= EXCERPT TO READ =
But not so quick, memorization lovers. You're on shaky ground too.

ARGUMENTS FOR MEMORIZING

1) EFFICIENCY. "If you wish to make an apple pie from scratch, you must first invent the universe." (Carl Sagan) Screw that, I've got all the ingredients memorized already, lets bake the sucker.

By doing that, you're missing out on so much. The universe, in fact. You're also stuck eating apple pie forever, unless you take a step back to see there might be other fruit options available. Or what if an ingredient is missing, temporarily forgotten? Do you know enough to substitute?

Turning it back to maths, there was a student some years ago who was really good at remembering things. This may have been his go-to method... until Grade 12, when there was finally too much to commit to memory. And without seeing how all the pieces interlocked along the way, what was there to fall back on? For that matter, was there even an alternative method available to the student?

= SOURCE MATERIAL =
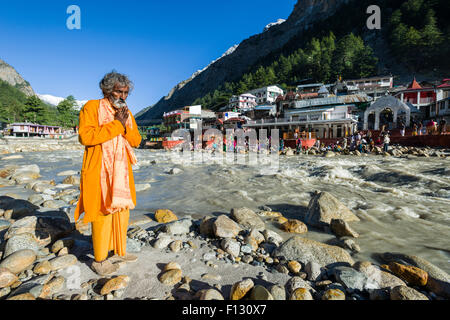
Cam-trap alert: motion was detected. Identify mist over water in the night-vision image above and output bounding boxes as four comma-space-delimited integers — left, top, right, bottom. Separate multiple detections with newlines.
11, 150, 450, 272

= PROBLEMS TO SOLVE =
[1] In the memorization excerpt, retype the passage starting at "But not so quick, memorization" and ending at "enough to substitute?".
[2] Condense the paragraph of the memorization excerpt that begins "Turning it back to maths" into a shorter version that keeps its main facts.

= WRITTEN RESPONSES =
[1]
But not so quick, memorization lovers. You're on shaky ground too.

ARGUMENTS FOR MEMORIZING

1) EFFICIENCY. "If you wish to make an apple pie from scratch, you must first invent the universe." (Carl Sagan) Screw that, I've got all the ingredients memorized already, lets bake the sucker.

By doing that, you're missing out on so much. The universe, in fact. You're also stuck eating apple pie forever, unless you take a step back to see there might be other fruit options available. Or what if an ingredient is missing, temporarily forgotten? Do you know enough to substitute?

[2] Some years ago, a student who was very good at remembering things may have relied on memorization until Grade 12, when there was finally too much to memorize. Having never seen how the pieces fit together, he had little to fall back on, and perhaps no alternative method at all.